> _Required task_
Update the part of the passage on evaluation metrics and topic modeling that opens with the words containing "Introduction to Topic" and closes with "reading it manually.", giving it again with "Topic Modeling" replaced by "Topic Analysis".

# Reading passage start

Multi-Class Classification

For more than two classes, precision and recall can be averaged across classes using macro or micro averaging. (evidentlyai.com)

Macro-averaging: Average metric across all classes equally
Micro-averaging: Average metric weighted by class frequency

Summary of Formulas

Accuracy = (TP + TN) / Total
Precision = TP / (TP + FP)
Recall = TP / (TP + FN)
F1 = 2 × (Precision × Recall) / (Precision + Recall)

Introduction to Topic Modeling

What is Topic Modeling

Topic Modeling is a technique used to automatically discover hidden topics in a collection of documents.

In simple words:

It helps a computer find
“What is this document mainly about?”

without reading it manually.

Example:

From many articles, the model may find topics like:

Sports
Politics
Technology
Health

Why Topic Modeling is Needed

Large amounts of text are generated every day:

News
Blogs
Reviews
Research papers

Reading all manually is not possible.

# Reading passage end
# Record list start

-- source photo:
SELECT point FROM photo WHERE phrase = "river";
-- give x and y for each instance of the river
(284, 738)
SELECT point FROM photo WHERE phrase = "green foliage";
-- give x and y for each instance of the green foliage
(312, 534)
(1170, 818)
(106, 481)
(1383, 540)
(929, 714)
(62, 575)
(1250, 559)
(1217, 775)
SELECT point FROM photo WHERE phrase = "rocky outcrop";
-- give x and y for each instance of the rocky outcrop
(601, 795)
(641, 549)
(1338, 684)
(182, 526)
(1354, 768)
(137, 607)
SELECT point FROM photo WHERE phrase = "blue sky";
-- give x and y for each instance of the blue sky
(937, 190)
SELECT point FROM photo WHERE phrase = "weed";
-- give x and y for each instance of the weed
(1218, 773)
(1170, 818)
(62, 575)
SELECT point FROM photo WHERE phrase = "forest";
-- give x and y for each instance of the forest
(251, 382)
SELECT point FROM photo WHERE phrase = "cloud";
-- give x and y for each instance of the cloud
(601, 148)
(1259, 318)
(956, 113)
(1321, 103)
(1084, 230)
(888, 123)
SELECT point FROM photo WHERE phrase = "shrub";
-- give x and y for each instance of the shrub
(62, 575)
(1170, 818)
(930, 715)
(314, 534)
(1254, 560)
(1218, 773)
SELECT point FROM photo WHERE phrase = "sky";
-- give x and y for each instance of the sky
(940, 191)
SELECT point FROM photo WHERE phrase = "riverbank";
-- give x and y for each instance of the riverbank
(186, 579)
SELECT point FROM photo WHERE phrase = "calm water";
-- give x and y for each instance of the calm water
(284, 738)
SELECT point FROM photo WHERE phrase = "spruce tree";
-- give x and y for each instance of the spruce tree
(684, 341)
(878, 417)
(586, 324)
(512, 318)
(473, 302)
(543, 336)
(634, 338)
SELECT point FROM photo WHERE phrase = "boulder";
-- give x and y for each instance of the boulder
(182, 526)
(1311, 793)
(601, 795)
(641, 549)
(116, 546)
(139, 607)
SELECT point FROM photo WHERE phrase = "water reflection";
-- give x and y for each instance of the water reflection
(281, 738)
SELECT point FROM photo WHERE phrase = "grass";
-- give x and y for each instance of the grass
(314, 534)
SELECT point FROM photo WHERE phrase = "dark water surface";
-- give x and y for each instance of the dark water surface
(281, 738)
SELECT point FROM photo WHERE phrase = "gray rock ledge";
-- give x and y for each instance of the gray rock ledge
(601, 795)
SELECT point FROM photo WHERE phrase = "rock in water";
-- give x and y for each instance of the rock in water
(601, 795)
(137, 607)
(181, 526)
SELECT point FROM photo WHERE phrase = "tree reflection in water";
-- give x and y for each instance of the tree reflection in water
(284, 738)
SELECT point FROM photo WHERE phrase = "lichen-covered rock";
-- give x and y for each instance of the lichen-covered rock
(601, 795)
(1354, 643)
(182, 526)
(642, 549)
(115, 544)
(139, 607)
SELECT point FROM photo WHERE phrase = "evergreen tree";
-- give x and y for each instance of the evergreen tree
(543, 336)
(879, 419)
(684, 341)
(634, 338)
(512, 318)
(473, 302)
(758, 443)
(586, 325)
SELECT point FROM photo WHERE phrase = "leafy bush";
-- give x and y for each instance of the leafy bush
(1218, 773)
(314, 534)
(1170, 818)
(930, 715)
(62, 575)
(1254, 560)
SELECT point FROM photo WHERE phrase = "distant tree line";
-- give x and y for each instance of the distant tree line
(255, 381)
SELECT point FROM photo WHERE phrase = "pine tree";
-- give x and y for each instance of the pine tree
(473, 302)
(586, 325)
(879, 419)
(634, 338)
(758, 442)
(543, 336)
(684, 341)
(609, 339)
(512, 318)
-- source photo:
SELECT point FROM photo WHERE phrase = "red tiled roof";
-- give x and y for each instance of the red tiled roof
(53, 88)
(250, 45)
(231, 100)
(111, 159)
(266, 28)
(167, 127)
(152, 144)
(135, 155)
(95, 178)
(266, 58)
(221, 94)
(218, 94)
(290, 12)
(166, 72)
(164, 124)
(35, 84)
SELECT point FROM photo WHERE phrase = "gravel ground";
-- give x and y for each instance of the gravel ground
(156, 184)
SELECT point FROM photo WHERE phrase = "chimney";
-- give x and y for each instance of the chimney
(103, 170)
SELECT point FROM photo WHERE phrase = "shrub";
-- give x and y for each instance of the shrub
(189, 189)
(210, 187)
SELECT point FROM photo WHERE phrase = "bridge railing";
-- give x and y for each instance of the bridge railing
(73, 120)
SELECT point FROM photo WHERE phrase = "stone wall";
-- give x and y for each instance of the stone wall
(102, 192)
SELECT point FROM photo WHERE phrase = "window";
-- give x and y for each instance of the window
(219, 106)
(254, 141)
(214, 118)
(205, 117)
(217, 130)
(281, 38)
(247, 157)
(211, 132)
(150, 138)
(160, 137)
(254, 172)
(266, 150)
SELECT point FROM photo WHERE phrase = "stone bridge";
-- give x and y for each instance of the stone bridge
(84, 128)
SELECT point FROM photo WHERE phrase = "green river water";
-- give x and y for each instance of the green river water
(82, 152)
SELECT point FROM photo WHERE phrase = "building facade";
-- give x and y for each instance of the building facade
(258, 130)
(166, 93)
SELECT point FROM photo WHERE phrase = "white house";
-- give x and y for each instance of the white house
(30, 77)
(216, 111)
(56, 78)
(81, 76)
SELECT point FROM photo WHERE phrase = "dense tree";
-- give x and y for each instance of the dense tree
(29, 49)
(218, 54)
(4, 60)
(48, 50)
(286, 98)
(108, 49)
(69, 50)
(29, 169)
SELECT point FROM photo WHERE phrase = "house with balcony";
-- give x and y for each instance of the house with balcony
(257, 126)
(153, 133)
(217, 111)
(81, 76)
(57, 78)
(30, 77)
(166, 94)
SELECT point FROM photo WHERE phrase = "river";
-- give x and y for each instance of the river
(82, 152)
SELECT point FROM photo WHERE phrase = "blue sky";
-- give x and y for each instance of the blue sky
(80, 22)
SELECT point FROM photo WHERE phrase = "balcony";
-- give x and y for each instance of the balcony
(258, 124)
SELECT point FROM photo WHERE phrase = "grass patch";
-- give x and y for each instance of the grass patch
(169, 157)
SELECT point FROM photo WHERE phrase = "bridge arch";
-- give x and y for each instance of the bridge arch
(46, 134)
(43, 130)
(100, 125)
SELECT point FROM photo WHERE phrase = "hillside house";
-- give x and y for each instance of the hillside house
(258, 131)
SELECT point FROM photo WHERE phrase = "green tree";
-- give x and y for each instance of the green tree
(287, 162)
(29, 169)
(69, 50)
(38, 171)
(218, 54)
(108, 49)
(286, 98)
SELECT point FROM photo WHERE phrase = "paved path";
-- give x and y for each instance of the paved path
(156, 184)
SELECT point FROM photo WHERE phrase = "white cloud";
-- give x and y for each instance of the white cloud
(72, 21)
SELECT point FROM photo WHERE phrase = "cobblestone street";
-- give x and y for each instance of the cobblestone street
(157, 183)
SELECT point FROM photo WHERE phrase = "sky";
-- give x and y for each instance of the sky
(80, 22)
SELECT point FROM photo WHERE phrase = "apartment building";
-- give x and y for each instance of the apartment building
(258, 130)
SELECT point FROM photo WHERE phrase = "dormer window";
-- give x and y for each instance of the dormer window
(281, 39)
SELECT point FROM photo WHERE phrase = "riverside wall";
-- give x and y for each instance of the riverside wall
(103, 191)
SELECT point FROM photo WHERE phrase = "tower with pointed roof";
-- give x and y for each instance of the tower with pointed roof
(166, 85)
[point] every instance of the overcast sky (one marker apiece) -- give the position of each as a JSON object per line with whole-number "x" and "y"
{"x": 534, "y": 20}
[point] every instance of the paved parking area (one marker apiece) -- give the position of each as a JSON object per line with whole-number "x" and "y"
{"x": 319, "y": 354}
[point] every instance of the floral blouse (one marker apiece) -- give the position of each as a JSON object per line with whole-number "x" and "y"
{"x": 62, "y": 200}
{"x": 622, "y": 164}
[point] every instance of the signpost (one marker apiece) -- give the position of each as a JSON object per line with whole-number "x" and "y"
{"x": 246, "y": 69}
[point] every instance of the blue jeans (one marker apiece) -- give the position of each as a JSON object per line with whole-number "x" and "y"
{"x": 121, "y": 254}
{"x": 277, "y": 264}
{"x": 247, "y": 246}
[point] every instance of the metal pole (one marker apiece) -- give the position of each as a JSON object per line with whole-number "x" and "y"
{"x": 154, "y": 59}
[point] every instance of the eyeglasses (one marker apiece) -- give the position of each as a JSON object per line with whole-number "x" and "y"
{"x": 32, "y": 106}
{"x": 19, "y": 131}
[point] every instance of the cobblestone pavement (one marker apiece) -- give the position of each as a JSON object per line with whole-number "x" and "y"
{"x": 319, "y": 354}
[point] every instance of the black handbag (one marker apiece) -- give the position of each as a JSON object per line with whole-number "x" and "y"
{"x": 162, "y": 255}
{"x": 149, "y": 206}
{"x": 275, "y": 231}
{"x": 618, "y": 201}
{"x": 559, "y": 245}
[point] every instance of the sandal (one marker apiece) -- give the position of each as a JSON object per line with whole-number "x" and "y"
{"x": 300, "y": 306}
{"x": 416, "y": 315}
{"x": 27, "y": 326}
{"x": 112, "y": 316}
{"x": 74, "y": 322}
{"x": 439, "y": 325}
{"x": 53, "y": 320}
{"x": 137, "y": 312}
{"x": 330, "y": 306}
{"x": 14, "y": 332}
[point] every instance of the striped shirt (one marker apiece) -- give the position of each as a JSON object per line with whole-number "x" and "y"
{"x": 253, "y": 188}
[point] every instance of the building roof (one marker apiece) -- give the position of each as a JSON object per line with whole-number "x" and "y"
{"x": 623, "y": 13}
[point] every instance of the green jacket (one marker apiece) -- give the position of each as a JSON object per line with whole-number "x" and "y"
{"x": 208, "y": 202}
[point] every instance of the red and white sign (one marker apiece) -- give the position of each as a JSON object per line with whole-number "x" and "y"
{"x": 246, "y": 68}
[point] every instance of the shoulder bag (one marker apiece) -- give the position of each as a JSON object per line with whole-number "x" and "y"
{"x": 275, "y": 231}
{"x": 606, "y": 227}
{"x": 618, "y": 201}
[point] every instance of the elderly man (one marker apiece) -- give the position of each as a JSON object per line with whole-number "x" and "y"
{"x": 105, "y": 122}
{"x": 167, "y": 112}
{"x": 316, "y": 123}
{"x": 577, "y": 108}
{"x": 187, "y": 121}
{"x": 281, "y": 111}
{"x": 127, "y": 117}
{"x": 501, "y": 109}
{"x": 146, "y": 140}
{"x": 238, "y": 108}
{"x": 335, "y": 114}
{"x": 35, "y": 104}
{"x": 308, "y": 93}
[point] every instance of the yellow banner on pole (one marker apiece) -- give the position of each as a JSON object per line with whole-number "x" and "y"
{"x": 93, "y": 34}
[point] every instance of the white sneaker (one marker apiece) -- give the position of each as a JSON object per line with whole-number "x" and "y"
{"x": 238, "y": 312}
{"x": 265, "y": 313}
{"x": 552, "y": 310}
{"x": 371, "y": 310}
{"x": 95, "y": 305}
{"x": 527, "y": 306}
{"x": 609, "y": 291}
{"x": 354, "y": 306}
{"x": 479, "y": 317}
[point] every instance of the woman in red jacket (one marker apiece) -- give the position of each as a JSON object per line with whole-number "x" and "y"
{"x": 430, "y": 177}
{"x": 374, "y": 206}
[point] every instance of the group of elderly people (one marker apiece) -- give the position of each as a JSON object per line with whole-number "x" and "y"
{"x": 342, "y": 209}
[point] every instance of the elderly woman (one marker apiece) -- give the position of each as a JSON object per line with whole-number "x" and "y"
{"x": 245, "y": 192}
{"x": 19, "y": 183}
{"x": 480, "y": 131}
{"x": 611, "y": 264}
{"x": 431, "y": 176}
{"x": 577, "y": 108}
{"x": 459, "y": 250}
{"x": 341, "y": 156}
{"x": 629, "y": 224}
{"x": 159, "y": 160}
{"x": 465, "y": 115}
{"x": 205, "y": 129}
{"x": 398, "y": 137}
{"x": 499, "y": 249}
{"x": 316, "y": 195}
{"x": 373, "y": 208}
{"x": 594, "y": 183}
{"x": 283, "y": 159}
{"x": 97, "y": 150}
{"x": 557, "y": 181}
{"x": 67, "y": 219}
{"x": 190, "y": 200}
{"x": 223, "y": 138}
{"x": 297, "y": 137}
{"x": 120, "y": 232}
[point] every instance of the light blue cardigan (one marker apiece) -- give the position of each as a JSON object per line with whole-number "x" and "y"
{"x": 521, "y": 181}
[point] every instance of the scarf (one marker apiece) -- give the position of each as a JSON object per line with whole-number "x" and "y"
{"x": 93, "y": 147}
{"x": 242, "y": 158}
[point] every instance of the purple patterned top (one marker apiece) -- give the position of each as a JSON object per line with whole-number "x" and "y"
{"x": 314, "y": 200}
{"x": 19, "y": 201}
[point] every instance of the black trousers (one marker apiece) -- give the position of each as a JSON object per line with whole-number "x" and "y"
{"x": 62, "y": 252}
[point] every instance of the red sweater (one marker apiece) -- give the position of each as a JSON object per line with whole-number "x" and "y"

# Record list end

> _Solution for this task_
Introduction to Topic Analysis

What is Topic Analysis

Topic Analysis is a technique used to automatically discover hidden topics in a collection of documents.

In simple words:

It helps a computer find
“What is this document mainly about?”

without reading it manually.